Copy out each line of the material that includes the word "yoghurt".

__Data records__.
+---+

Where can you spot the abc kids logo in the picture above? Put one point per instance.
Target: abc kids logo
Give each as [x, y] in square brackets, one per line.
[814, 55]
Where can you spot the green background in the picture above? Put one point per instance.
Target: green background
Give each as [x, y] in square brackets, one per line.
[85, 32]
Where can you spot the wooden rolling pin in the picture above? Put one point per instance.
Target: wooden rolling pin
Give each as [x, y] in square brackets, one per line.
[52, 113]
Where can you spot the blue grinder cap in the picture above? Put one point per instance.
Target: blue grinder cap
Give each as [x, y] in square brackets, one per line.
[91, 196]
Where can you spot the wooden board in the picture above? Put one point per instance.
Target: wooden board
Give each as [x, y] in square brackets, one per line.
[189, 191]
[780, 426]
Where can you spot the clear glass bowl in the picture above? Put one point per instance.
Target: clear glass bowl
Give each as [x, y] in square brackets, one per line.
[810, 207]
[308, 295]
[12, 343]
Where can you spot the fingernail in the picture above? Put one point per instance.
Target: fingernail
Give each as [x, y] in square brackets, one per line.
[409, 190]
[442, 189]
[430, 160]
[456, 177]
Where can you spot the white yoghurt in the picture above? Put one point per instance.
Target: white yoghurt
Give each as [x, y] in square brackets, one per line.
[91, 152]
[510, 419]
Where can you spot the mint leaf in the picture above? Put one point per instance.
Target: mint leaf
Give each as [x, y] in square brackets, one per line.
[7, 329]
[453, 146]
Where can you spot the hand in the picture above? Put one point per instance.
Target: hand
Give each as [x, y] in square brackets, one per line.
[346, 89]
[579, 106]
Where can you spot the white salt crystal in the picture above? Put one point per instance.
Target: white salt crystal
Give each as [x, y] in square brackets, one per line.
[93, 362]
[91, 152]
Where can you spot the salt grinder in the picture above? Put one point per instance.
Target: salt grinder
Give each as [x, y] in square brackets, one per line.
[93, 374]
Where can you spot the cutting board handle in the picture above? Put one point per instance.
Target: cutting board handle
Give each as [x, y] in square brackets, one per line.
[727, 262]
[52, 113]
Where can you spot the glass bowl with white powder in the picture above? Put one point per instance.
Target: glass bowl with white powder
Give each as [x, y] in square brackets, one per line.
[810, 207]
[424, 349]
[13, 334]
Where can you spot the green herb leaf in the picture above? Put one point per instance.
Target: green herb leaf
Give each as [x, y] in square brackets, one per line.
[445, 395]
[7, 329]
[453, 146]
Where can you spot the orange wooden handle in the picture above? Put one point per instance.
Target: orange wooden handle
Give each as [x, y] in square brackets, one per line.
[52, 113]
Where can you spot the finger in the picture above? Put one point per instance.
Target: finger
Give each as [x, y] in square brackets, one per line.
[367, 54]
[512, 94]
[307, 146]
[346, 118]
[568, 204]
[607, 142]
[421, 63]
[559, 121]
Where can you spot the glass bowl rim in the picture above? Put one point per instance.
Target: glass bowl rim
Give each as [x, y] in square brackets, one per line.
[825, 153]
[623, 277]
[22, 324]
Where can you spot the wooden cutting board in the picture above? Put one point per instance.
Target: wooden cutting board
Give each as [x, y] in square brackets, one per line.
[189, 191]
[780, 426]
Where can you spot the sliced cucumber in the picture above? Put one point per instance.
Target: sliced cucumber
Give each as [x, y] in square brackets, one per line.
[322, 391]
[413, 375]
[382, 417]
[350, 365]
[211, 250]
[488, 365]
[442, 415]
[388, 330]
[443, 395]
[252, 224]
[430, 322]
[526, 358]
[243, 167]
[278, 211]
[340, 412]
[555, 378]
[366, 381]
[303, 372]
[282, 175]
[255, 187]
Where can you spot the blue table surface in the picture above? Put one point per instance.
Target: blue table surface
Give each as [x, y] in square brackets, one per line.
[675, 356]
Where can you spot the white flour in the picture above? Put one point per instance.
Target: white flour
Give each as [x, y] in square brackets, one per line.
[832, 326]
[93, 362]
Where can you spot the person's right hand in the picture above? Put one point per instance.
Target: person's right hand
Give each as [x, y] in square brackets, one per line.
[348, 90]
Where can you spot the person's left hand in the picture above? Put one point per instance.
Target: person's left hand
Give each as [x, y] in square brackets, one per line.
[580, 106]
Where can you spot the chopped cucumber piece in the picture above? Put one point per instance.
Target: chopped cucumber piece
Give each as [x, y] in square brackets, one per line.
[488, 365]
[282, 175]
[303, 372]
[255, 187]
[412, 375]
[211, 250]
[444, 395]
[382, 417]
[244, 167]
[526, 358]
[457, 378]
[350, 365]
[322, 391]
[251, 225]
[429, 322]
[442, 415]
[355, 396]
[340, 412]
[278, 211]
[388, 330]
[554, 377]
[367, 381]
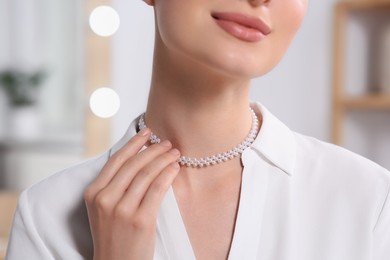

+---+

__Answer area__.
Where can you spot the white yoghurt in the picture above? Put one point per instance.
Target: white yoghurt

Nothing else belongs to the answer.